— Start SUPPLIED TEXT —

The company, traded in Jakarta under the ticker SUNI, recorded a net profit of Rp 192 billion (approx. $12.1 million) for the 2025 fiscal year. While that figure represents a 7% slide from the prior year, the result landed at 112% of the company’s revised internal forecasts—a beat that suggests management successfully managed expectations in a volatile market.
This resilience is more than a balance-sheet curiosity; it serves as a bellwether for Indonesia’s broader ambition to revive its aging energy sector. As the government in Jakarta pushes to ramp up domestic oil-and-gas production through 2030, the demand for "Oil Country Tubular Goods" (OCTG)—the specialized piping used in drilling—is outstripping supply. SUNI is positioning itself as the primary local beneficiary of this supply-demand gap.
The Batam Build-Out
Operating revenue for 2025 dipped 6% to Rp 982 billion (approx. $61.8 million), a decline the company attributed to lower sales volumes of OCTG casing. However, a silver lining emerged in the tubing segment, where volumes rose. This shift in the product mix comes as SUNI pours capital into its subsidiary, PT Rainbow Tubulars Manufacture (RTM).
"The second RTM plant is targeted to commence operations in the second half of 2026," President Director Willy Johan Chandra said during a press briefing on Monday. To date, the physical structure in Batam—an industrial island hub near Singapore—is largely complete.
Throughout 2025, the company deployed Rp 190 billion (approx. $12 million) in capital expenditure to finalize the facility and install machinery. Beyond the physical footprint, SUNI is currently navigating the "API certification" process—the gold standard of the American Petroleum Institute—which is essential for any firm hoping to supply global majors.
Capital Discipline and Local Content
Despite the heavy spending, SUNI’s finance chief, Freddy Soejandy, noted on Monday that the company’s "capex" cycle is beginning to peak. Funding requirements for 2026 are expected to be significantly lower, easing the pressure on cash flows that saw a 65% drop in operating cash in 2025 due to supplier payments.
Crucially, the company has managed this expansion while keeping its debt-to-equity Ratio (DER) at a modest 0.30x, well below the 2.5x ceiling often mandated by bank covenants. This fiscal discipline allowed SUNI to return Rp 50 billion (approx. $3.1 million) in dividends to shareholders and execute a Rp 70 billion (approx. $4.4 million) share buyback during the year.

— End SUPPLIED TEXT —

TASK DIRECTIONS: Please copy the part of the SUNI earnings text that begins at the words "The company, traded" and stops after "this supply-demand gap.".

— Start DATASET ROWS —

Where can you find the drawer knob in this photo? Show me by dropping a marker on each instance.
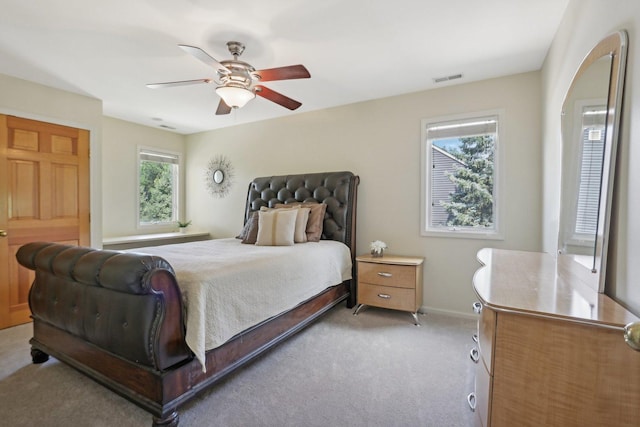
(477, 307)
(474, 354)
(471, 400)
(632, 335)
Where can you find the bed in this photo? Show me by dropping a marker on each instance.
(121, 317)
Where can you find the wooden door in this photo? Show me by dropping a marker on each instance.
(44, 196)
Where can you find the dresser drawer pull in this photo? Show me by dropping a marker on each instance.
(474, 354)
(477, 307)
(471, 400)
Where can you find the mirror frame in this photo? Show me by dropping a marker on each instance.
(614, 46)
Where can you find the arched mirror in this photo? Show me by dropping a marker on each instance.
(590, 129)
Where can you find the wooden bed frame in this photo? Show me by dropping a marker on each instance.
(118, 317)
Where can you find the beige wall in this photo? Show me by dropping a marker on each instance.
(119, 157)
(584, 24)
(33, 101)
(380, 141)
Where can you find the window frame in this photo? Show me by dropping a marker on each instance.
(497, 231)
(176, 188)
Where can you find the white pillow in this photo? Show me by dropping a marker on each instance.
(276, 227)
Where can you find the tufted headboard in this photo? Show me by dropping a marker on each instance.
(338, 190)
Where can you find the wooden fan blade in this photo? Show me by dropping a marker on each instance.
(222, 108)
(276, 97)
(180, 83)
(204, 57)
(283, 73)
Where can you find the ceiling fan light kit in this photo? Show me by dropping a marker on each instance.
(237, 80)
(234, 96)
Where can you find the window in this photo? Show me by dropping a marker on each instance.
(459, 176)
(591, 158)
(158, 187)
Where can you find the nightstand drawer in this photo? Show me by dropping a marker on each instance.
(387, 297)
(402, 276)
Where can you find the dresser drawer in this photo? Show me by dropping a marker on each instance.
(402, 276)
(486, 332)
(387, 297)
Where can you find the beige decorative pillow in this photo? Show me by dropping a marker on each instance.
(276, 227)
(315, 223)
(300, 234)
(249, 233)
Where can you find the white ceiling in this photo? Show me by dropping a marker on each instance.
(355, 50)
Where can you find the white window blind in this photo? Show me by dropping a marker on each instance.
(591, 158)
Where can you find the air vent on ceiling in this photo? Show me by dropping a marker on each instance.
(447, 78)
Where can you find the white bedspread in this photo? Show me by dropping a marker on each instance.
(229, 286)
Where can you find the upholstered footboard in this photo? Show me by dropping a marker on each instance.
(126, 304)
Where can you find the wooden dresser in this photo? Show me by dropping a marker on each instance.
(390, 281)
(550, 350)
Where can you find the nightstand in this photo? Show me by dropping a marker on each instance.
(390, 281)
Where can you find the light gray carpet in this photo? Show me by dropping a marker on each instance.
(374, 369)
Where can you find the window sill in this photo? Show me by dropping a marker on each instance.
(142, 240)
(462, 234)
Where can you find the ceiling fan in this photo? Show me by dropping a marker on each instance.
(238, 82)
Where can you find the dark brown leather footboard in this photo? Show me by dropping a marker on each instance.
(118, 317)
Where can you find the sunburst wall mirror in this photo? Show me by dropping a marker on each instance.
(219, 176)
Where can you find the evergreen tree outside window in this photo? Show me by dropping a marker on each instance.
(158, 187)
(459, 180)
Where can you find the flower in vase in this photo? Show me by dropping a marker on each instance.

— End DATASET ROWS —

EXERCISE RESPONSE:
The company, traded in Jakarta under the ticker SUNI, recorded a net profit of Rp 192 billion (approx. $12.1 million) for the 2025 fiscal year. While that figure represents a 7% slide from the prior year, the result landed at 112% of the company’s revised internal forecasts—a beat that suggests management successfully managed expectations in a volatile market.
This resilience is more than a balance-sheet curiosity; it serves as a bellwether for Indonesia’s broader ambition to revive its aging energy sector. As the government in Jakarta pushes to ramp up domestic oil-and-gas production through 2030, the demand for "Oil Country Tubular Goods" (OCTG)—the specialized piping used in drilling—is outstripping supply. SUNI is positioning itself as the primary local beneficiary of this supply-demand gap.